▶ _Requirement_: Starting from the first line below, count the lines carrying the string "large" and answer with the count by itself.

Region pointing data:
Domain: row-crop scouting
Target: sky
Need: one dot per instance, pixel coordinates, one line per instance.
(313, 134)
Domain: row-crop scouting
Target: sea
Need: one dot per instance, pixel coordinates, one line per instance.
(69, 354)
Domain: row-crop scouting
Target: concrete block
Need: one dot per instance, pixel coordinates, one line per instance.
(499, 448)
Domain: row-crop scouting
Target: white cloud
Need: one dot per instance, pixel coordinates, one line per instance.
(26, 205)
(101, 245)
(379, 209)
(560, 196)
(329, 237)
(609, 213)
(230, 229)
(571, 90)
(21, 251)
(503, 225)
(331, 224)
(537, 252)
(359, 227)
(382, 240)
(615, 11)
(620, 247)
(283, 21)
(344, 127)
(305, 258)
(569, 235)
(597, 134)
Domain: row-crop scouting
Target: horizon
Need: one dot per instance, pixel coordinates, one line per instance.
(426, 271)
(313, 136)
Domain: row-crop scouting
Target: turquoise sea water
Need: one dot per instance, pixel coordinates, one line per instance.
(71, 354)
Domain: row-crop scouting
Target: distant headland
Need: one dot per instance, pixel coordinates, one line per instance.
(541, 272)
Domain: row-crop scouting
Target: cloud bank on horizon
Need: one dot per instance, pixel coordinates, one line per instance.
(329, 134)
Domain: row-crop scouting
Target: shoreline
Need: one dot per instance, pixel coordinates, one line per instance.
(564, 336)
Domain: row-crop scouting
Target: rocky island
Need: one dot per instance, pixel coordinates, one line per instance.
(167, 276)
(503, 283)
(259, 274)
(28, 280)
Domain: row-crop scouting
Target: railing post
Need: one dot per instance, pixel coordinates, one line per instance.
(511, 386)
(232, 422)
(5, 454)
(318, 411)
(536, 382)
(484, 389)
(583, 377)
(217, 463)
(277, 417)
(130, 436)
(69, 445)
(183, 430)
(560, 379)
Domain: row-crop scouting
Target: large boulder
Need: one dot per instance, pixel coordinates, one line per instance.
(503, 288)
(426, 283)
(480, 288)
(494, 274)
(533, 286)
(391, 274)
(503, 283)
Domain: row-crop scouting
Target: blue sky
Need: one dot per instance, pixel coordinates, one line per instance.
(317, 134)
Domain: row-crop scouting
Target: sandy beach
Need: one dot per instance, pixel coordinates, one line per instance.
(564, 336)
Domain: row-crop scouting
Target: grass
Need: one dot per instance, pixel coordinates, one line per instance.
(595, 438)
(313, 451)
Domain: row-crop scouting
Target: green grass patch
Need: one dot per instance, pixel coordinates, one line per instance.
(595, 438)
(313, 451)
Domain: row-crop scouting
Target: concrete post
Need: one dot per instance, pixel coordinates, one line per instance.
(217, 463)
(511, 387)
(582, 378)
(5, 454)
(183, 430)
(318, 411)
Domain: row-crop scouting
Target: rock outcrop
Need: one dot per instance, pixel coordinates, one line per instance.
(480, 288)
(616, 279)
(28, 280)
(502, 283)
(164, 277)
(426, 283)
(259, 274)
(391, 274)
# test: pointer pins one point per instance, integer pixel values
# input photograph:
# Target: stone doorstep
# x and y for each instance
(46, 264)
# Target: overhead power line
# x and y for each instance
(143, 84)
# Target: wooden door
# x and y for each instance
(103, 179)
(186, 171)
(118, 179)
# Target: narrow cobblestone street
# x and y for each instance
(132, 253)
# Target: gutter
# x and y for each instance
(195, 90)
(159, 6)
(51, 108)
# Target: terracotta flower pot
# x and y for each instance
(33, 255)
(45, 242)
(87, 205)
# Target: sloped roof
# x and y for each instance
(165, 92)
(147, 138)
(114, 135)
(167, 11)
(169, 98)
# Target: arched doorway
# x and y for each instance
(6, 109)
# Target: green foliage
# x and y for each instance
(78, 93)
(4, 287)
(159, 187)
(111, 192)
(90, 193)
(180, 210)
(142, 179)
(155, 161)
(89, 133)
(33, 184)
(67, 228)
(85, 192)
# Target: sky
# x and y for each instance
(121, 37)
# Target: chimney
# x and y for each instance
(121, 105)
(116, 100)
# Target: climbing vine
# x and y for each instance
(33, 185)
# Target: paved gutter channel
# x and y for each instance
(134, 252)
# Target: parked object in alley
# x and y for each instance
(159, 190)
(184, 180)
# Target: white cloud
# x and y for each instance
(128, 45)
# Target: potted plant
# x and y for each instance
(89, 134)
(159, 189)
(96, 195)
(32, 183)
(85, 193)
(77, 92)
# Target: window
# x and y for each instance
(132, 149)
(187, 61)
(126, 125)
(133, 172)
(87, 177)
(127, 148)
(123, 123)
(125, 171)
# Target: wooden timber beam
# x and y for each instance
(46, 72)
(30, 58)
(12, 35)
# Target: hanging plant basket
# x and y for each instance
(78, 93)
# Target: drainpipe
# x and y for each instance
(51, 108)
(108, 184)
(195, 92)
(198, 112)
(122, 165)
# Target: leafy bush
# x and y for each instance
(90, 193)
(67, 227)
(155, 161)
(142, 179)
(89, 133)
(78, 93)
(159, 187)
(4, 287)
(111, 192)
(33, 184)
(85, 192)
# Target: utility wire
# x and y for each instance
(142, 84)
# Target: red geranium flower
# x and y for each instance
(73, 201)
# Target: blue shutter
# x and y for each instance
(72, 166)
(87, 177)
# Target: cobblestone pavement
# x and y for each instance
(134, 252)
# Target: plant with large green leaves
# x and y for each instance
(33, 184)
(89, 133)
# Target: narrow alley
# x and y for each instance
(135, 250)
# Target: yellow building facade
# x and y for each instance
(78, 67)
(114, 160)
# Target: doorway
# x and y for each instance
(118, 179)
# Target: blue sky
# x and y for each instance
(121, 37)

▶ _Response below_: 2